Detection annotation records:

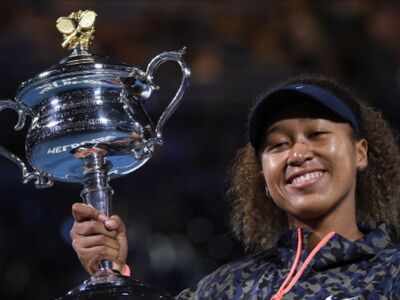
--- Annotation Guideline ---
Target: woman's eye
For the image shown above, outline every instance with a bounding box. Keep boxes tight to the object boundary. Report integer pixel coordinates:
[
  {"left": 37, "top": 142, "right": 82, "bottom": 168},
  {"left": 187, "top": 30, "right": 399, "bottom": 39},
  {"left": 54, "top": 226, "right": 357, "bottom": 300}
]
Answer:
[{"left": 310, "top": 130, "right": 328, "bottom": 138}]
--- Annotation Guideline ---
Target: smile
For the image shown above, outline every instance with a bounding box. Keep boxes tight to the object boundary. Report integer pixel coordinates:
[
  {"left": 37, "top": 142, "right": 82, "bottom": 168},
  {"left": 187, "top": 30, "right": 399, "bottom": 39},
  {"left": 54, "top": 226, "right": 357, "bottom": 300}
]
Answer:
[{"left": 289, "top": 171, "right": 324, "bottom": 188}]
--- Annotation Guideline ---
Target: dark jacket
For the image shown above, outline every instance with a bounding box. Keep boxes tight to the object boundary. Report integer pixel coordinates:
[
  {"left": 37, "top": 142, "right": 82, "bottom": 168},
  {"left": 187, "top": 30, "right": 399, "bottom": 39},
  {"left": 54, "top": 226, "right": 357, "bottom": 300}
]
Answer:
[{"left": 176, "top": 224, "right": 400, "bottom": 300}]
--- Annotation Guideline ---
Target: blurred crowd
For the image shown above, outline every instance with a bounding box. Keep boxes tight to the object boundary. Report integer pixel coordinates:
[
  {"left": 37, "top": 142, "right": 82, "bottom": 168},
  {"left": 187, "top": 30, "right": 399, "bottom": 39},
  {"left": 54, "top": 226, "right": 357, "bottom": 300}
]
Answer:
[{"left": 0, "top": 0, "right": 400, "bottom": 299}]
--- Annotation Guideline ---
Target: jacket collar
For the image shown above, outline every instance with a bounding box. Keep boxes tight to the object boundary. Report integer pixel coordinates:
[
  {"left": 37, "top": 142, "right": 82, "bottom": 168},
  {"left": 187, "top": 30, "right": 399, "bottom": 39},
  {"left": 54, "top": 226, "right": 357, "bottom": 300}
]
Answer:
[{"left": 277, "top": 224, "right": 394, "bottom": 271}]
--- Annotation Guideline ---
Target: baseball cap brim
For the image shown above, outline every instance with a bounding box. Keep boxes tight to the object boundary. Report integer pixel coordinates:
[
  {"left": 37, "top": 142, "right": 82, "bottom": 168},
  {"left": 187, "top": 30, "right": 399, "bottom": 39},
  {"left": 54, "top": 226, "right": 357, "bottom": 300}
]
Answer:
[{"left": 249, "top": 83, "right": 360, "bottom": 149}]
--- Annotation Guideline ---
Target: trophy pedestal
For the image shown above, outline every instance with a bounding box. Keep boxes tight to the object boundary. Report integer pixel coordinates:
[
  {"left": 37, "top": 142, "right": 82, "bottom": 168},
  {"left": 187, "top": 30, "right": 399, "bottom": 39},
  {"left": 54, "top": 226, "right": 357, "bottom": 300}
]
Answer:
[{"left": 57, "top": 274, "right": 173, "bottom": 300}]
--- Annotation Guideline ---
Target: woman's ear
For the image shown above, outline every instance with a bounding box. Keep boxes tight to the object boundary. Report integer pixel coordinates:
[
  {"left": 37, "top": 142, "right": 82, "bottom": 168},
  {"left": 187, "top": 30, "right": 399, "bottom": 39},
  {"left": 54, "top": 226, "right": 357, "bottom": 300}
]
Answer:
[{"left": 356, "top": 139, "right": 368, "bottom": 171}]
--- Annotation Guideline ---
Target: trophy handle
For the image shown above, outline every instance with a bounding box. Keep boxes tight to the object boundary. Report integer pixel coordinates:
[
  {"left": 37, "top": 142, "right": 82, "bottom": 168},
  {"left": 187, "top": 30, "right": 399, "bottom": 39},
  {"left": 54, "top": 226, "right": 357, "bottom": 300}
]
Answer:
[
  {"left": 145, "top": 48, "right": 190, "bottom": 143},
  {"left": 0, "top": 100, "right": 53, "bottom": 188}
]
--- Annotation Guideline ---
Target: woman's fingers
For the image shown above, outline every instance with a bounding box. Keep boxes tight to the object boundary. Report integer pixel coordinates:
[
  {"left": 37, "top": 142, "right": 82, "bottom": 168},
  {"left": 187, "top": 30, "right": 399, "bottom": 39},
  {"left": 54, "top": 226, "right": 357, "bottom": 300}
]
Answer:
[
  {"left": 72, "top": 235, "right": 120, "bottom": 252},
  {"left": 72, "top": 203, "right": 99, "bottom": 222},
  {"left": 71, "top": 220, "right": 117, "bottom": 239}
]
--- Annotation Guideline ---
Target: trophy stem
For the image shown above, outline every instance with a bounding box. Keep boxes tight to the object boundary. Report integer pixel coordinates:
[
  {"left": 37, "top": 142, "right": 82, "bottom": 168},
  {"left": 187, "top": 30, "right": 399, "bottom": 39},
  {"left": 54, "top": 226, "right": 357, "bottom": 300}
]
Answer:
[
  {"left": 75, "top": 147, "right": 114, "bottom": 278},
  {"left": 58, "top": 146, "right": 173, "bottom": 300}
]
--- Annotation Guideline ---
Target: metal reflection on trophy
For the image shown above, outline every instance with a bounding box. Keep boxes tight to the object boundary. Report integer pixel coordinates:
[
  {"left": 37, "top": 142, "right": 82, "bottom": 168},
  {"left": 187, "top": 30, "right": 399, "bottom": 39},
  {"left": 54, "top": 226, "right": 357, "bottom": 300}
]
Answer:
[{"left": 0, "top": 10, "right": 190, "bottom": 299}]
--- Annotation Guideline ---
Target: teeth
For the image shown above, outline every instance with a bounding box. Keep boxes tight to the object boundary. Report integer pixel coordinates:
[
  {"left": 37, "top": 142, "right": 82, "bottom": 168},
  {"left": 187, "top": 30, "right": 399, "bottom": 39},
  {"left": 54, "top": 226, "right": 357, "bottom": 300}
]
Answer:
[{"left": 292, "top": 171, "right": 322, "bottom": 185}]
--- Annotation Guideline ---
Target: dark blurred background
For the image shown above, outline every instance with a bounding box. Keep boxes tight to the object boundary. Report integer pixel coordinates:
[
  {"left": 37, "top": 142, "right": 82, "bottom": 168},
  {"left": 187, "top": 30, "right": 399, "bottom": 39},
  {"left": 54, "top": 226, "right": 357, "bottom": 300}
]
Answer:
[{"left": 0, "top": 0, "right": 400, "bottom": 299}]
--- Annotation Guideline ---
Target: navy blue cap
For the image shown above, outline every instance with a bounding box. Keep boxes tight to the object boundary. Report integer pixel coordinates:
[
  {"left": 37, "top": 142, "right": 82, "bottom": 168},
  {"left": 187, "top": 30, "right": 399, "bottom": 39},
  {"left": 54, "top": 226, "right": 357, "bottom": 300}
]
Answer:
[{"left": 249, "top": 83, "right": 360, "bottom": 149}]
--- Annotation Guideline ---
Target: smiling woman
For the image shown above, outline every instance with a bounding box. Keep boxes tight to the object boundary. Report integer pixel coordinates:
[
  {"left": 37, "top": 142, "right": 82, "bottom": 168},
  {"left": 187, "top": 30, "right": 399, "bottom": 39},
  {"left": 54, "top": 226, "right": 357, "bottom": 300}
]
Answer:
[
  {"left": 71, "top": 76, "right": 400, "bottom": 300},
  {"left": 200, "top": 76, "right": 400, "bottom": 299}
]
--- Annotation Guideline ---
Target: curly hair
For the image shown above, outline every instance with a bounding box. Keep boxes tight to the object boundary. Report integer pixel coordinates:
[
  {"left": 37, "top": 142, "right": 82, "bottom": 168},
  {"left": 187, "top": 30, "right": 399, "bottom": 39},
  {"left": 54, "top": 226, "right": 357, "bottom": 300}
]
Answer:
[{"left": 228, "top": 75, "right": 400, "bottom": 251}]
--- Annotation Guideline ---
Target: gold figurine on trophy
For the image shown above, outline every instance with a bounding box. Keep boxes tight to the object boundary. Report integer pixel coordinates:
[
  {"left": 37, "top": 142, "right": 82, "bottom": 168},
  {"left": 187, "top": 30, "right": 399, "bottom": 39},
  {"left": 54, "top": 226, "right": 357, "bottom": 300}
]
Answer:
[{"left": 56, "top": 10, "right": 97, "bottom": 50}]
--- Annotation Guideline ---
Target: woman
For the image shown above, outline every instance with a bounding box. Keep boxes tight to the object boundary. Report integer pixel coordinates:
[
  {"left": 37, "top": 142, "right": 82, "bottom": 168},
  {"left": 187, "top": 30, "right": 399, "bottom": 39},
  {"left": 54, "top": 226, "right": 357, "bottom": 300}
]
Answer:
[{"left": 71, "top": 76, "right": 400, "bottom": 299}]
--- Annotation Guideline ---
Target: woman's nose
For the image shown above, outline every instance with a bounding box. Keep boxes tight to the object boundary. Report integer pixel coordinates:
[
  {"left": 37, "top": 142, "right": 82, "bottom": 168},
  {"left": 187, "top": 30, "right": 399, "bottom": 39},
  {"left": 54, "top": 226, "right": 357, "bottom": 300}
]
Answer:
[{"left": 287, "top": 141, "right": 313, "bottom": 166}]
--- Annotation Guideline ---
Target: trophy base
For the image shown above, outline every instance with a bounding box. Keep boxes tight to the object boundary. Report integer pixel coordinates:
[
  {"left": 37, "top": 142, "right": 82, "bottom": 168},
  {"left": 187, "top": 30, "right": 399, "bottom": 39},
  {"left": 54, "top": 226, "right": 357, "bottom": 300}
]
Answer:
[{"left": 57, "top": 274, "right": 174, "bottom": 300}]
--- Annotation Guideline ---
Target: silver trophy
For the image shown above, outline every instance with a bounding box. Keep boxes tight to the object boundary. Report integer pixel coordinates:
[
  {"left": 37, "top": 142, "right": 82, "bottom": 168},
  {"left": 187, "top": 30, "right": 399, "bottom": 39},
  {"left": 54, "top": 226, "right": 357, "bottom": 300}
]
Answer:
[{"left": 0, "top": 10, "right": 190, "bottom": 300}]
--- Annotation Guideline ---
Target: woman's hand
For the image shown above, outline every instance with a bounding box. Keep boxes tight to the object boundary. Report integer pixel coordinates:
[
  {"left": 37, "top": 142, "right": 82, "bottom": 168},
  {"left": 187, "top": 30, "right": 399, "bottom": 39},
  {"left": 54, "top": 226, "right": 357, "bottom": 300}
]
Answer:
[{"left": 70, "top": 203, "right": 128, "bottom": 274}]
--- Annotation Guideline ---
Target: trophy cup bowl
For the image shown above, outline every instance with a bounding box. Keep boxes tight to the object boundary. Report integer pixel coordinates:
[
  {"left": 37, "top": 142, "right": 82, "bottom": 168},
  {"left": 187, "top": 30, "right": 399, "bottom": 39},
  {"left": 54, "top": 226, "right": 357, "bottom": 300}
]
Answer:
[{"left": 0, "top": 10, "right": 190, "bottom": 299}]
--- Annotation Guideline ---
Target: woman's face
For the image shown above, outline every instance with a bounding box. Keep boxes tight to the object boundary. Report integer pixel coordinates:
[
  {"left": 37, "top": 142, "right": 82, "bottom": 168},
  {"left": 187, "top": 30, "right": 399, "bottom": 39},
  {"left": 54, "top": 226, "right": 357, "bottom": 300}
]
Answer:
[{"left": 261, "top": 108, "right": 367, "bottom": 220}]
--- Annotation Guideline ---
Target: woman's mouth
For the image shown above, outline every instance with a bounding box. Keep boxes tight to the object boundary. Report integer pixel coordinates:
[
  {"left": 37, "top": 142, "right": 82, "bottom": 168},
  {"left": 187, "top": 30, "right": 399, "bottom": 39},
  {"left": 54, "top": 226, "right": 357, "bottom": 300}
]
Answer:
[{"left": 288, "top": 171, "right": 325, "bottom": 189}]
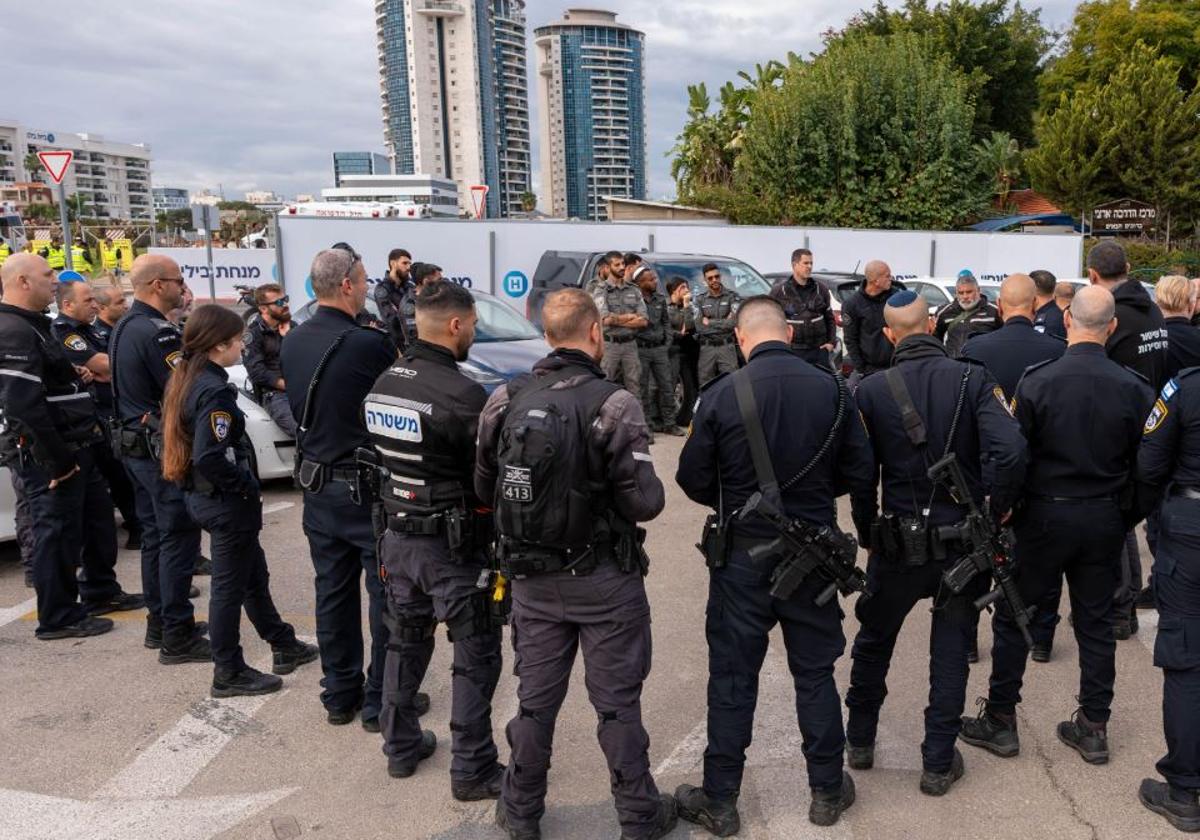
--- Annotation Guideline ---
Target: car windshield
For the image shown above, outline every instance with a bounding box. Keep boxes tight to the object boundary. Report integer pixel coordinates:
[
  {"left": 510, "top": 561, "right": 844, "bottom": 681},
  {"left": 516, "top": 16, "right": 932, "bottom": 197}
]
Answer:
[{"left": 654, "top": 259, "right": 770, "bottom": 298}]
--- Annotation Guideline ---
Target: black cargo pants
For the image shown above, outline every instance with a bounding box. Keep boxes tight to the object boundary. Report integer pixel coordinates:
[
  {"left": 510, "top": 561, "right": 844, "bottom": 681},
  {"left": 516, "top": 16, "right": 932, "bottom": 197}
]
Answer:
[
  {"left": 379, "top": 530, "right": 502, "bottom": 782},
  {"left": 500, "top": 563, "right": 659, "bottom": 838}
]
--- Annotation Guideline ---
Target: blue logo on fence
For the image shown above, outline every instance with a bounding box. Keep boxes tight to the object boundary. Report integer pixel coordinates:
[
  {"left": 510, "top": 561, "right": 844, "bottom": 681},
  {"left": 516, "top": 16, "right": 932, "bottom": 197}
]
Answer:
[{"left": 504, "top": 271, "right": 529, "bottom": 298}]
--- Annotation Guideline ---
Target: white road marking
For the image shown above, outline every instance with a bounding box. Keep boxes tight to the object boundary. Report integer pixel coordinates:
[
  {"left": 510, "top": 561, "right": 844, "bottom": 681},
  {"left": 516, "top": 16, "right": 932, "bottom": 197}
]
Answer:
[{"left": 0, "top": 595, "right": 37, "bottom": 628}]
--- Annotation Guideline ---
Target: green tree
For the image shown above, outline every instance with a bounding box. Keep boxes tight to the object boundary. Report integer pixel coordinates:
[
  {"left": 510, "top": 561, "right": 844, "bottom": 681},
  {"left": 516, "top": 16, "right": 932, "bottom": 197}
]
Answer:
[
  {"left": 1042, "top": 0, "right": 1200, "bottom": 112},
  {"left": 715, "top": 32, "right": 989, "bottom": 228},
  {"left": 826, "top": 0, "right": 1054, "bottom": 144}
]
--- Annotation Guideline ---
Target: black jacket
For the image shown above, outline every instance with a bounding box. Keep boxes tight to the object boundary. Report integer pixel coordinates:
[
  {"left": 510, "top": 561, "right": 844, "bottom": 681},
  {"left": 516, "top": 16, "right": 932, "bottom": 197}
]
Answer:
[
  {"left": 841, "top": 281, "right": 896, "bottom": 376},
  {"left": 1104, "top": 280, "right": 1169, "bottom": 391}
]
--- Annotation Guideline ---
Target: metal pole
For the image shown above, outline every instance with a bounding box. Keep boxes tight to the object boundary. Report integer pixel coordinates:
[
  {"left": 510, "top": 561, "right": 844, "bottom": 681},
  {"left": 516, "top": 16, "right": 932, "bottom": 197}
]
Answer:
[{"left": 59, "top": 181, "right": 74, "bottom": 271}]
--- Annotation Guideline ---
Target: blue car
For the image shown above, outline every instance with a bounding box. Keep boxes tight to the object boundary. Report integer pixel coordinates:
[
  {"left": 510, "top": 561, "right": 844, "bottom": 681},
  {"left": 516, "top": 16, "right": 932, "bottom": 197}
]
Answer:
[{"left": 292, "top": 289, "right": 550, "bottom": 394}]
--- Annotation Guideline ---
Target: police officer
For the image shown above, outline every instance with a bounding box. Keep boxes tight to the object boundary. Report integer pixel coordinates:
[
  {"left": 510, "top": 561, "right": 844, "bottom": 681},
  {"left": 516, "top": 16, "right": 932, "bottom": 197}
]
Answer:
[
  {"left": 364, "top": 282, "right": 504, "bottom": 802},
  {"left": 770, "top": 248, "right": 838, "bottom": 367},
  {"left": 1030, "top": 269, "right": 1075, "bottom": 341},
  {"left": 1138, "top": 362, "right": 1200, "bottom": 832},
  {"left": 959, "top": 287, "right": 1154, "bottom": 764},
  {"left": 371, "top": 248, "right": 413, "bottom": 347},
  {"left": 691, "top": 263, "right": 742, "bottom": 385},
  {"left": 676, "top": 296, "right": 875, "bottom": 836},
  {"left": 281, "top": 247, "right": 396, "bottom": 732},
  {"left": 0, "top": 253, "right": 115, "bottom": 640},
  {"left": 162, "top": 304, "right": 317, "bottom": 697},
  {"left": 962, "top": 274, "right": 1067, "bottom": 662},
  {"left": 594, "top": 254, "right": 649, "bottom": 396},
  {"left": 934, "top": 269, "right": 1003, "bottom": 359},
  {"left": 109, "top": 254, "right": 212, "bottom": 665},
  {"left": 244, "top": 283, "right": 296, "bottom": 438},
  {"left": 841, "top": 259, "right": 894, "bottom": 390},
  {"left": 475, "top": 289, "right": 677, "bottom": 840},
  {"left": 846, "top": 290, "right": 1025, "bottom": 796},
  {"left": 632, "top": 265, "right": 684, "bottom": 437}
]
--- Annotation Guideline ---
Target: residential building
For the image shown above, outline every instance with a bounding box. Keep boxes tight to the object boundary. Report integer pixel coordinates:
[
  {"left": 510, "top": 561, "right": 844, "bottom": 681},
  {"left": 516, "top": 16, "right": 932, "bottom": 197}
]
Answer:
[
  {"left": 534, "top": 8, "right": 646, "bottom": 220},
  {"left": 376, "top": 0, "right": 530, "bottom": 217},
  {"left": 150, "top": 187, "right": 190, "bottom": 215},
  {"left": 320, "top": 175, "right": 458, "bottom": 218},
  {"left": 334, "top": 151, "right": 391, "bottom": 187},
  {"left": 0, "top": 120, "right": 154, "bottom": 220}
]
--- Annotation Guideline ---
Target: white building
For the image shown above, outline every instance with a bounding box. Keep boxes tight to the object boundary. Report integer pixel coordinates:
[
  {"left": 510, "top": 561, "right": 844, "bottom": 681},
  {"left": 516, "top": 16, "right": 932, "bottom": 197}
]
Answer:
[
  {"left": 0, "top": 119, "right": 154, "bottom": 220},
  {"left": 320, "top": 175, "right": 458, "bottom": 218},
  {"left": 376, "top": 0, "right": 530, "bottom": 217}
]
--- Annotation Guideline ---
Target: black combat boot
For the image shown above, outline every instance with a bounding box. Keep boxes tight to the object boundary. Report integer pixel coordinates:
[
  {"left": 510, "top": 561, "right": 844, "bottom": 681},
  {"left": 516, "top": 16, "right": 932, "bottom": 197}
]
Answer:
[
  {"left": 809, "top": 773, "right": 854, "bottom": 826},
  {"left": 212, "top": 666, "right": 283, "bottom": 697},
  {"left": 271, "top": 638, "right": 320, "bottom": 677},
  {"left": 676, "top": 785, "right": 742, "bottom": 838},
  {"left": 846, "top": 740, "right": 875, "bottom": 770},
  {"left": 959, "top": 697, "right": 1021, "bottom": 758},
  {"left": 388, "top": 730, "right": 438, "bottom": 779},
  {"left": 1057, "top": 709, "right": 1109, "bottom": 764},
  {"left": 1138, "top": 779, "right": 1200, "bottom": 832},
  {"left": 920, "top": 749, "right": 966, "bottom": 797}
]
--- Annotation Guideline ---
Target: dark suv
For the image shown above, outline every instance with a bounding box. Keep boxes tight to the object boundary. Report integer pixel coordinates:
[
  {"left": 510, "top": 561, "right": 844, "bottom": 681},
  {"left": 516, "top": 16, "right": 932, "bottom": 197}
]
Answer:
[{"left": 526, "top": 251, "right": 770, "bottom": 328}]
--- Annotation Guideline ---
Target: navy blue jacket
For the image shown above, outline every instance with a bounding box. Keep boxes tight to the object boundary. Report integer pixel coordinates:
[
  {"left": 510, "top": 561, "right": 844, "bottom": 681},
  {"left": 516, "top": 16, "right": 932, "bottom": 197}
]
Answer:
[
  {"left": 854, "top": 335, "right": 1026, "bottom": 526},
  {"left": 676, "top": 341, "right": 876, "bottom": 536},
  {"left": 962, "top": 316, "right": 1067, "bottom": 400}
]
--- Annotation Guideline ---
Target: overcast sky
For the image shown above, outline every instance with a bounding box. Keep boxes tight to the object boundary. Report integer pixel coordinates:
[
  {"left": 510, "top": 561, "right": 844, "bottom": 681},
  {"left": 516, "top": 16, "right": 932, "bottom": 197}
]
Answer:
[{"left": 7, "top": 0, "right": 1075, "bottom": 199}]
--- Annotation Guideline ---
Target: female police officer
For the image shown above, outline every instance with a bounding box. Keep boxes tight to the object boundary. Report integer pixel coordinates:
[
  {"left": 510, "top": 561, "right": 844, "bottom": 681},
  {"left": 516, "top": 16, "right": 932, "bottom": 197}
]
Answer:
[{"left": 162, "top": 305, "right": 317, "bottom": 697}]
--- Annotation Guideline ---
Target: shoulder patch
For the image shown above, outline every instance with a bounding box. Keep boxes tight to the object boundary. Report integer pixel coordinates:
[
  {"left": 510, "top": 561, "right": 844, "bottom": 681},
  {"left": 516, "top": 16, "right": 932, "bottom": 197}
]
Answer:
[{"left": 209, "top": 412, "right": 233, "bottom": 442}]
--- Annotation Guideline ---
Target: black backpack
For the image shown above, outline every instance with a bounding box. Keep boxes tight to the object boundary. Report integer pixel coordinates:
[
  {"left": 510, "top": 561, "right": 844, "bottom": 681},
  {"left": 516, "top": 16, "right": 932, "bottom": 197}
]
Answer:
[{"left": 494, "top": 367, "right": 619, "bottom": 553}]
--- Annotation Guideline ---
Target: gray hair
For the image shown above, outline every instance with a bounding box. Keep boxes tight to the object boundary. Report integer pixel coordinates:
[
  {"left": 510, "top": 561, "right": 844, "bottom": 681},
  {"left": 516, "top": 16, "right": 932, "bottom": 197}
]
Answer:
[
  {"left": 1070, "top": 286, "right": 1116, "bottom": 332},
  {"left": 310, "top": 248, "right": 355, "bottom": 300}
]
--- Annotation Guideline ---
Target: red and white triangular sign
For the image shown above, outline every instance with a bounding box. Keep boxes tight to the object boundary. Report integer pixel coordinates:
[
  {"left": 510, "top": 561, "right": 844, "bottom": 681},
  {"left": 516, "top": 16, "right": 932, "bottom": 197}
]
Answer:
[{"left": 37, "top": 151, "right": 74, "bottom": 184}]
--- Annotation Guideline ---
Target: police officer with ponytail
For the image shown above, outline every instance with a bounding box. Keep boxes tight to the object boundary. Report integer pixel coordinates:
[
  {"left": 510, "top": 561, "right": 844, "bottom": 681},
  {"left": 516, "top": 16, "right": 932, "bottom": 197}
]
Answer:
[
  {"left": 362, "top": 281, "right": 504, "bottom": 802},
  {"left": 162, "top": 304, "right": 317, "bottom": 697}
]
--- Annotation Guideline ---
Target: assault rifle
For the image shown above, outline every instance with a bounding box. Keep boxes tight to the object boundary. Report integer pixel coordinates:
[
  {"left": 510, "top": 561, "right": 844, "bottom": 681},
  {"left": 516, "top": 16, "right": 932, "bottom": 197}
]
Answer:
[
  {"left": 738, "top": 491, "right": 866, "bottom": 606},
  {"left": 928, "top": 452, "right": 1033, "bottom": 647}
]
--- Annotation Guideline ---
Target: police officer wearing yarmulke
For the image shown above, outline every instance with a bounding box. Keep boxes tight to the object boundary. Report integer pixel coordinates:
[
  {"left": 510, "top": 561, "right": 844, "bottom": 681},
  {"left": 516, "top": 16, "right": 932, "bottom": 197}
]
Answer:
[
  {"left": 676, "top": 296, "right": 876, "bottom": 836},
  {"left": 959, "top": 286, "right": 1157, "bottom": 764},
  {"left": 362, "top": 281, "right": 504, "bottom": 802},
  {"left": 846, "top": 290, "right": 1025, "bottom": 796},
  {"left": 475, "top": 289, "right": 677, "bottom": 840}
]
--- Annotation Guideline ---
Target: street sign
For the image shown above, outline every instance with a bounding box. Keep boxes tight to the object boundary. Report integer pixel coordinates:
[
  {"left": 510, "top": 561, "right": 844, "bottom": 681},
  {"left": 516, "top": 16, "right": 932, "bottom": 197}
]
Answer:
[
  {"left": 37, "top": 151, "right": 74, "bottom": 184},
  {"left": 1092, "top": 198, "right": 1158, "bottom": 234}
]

■ **SET PROBLEM**: Select every line in the material above that contains the word "police". Copy each of those lines.

■ **SOLUTION BELOW**:
Target: police officer
Target: female police officer
Target: police officer with ponytail
Target: police officer wearing yarmulke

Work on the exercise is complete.